# Page text
New York was more like a team of pygmies before scrambling Fran Tarkenton and, of all things, a rapidly jelling defense put it in the thick of its division race and—crazy!—maybe something more

Taped to the shelf in the locker-room stall of every New York Giants football player is an 11-by-14-inch sheet of Thermo-Faxed paper with an ominous headline: "Adversity breaks some men, other men break records." It serves as a daily reminder to the Giants that 1) they won only one football game last season and 2) their coach, Allie Sherman, does not particularly like Sunday afternoon sing-alongs in Yankee Stadium, especially when 63,000 people serenade him with a crude Bronx rendition of Goodby, Allie.

"I read that line about adversity every day when I come in here to take my clothes off for practice," says Homer Jones, the Giants' superb pass receiver, "and then again when I put them back on to go home. I can't get it out of my mind. It's always there, staring at me."

This year the Giants have not, for the most part, set any records, but they have defeated adversity, as well as six opponents so far. Suddenly, and possibly prematurely, they have come of age, a fact that became abundantly clear last Sunday afternoon in Yankee Stadium, which has been a graveyard since the almost simultaneous collapse of the Yankees' empire in baseball and the Giants' dynasty in football four years ago. Playing their best game in a long, long time, the Giants reminded a raucous crowd of resurrected rooters of the joyous days of Y. A. Tittle, Andy Robustelli and Sam Huff as they trounced the Philadelphia Eagles 44-7. The game between old and supposedly evenly matched rivals never was a contest.

The New York heroes were many: scrambling Fran Tarkenton throwing to Jones and to Aaron Thomas and Bobby Crespino; Ernie Koy and Joe Morrison breaking through wide holes for sizable gains on almost every carry. (The Giants scored the first seven times they owned the football.) And then there was the defense. Until this Sunday the defense had not played well enough to stop an office touch team, let alone the Packers or the Cowboys. It was so bad that no matter how many points the Giants put up on the scoreboard, the team was always in serious trouble, either winning games by 38-34 or 27-24, or losing them by similarly inflated scores. Against the Eagles, though, the Giants played defense as they had when Robustelli and Huff were names more revered than Merlin Olsen and Dick Butkus. Glen Condren and Bob Lurtsema harassed Norman Snead, the Eagles' inconsistent quarterback, with totally unexpected viciousness, and both Freeman White and Scott Eaton hounded Ben Hawkins, Philadelphia's leading receiver, so persistently that he did not catch anything longer than a 12-yard pass all afternoon. And both of them intercepted passes themselves.

# Stated exercise 1
Answer these from the Giants article:
(a) What headline appears on the sheet taped in every Giants player's locker-room stall?
(b) What was the final score against the Philadelphia Eagles?
(c) Which two players hounded Ben Hawkins?
# Stated exercise 2
Summarize the Giants article in two sentences.
# Stated exercise 3
Continue the Giants article, picking up after its final sentence.

# Data rows
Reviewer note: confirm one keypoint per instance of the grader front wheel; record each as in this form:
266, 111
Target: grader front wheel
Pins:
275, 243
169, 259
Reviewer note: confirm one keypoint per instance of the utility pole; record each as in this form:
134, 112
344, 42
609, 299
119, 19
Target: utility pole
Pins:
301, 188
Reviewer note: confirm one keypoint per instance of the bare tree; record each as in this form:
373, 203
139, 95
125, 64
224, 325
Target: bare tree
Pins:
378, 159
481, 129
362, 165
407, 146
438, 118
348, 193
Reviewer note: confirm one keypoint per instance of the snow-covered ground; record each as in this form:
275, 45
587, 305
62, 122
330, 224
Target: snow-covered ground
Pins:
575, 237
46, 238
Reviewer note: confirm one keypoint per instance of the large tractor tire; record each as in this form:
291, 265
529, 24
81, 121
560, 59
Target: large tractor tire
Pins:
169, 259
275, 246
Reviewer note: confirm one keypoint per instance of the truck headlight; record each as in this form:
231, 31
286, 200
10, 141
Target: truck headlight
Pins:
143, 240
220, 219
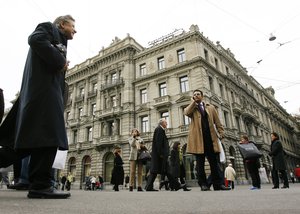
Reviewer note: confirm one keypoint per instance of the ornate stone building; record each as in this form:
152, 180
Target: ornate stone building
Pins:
127, 86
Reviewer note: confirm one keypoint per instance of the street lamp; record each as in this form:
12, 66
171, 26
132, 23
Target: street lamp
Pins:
272, 37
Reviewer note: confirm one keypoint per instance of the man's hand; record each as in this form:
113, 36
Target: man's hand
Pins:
65, 68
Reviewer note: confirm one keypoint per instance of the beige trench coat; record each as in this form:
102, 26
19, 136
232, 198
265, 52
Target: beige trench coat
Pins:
195, 138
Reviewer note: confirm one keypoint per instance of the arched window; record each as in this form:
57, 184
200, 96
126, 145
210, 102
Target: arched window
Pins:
72, 166
86, 167
109, 164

# Written answer 1
(a) "Adversity breaks some men, other men break records."
(b) The Giants won 44-7.
(c) Freeman White and Scott Eaton.

# Written answer 2
After winning only one game the previous season, the New York Giants have defeated six opponents so far this year, including a 44-7 rout of the Philadelphia Eagles at Yankee Stadium. Fran Tarkenton's passing and the running of Ernie Koy and Joe Morrison led the offense, while a defense that had been very poor until then harassed Norman Snead and held Ben Hawkins to nothing longer than a 12-yard catch.

# Written answer 3
So what did Sherman think about his defense? "Well, even when we were leading 37-7 right after the half, I didn't feel secure," he said. "How could I after some of the things that have happened to us this year?"

Sherman need look only to himself for an answer. He has done a masterful job in rebuilding a football team that was wrecked by old age, bad trades and injuries. The Giants won four of five Eastern Conference championships from 1959 through 1963, but then in 1964, as everything came apart, they won only two games and finished in last place. The following season began what Sherman hoped would be the era of the Baby Bulls—Running Backs Tucker Frederickson, Koy and Chuck Mercein—and New York won seven games. But last year its luck turned sour. Frederickson hurt his knee, Koy had a series of misfortunes, Mercein proved a step too slow and Sherman discovered that, while he did not have a competent quarterback, he had thousands of competent—not to say noisy—detractors.

During the winter New York traded for Quarterback Tarkenton, who wanted to get away from Norm Van Brocklin and the Vikings, and on paper, at least, the Giants were somewhat respectable again. "When you have a class quarterback running your team," says Sherman, "you have a chance to win faster. People criticized us for giving up so much for Tarkenton [the first two draft choices last year and a bonus pick this season], but we needed a quarterback who could help us grow as a team. Francis has done that. You know, they all talk about his scrambling, but he still runs a football team. That's what we needed."

Sherman also revamped his coaching staff. The most important change was the appointment of Harland Svare, a defensive master, in place of Pop Ivy.

Jim Katcavage was back at defensive end, while Henry Carr was at one cornerback position and Spider Lockhart was set at safety. They were solid. The rest of the defense, however, was a smorgasbord, as the coaches tried different players every week, hoping to settle on a regular defensive unit before the season began. The worst blow and the biggest break occurred when Mike Ciccolella, who had won the middle-linebacker job, was hurt a week before the first game. Cleveland obligingly presented the Giants with Vince Costello, an established middle linebacker, in Ciccolella's place. Next New York obtained Lurtsema, a rookie, from the Colts, giving up a draft choice. Scott Eaton, a low draft choice the year before, developed immediately and won a starting job in the secondary. Bill Swain moved in at left linebacker, and Ken Avery, a tough rookie from Southern Mississippi, took over at right linebacker. Sherman decided to experiment with Jim Moran, a huge (6'5", 275 pounds) disappointment for three years, at left tackle, and suddenly Moran began to play like Dick Modzelewski had back in the late '50s.

In addition to finding the right people for the right positions, Svare changed the Giants' entire defensive theory. Under Ivy, they had been primarily a blitzing team, and therefore one with weaknesses in its total defense. Svare has practically eliminated the blitz from New York's bag of tricks, concentrating, instead, on containment by having his defenders attempt to read keys.

"It was," Svare says, "a gradual education. One department would improve, but another would be swimming around hopelessly. The key to a good defense is knowing what the other players with you will do in certain situations. It was going to take time to get this into our system, but we had time."

Sure enough, the defense has improved gradually, despite injuries to Lockhart, Carr and Moran. "Last year and for a while this year I was not playing a game out on the field," says Condren, the Giants' defensive right end. "I was getting a lesson. Now I've learned enough so the backs run my way."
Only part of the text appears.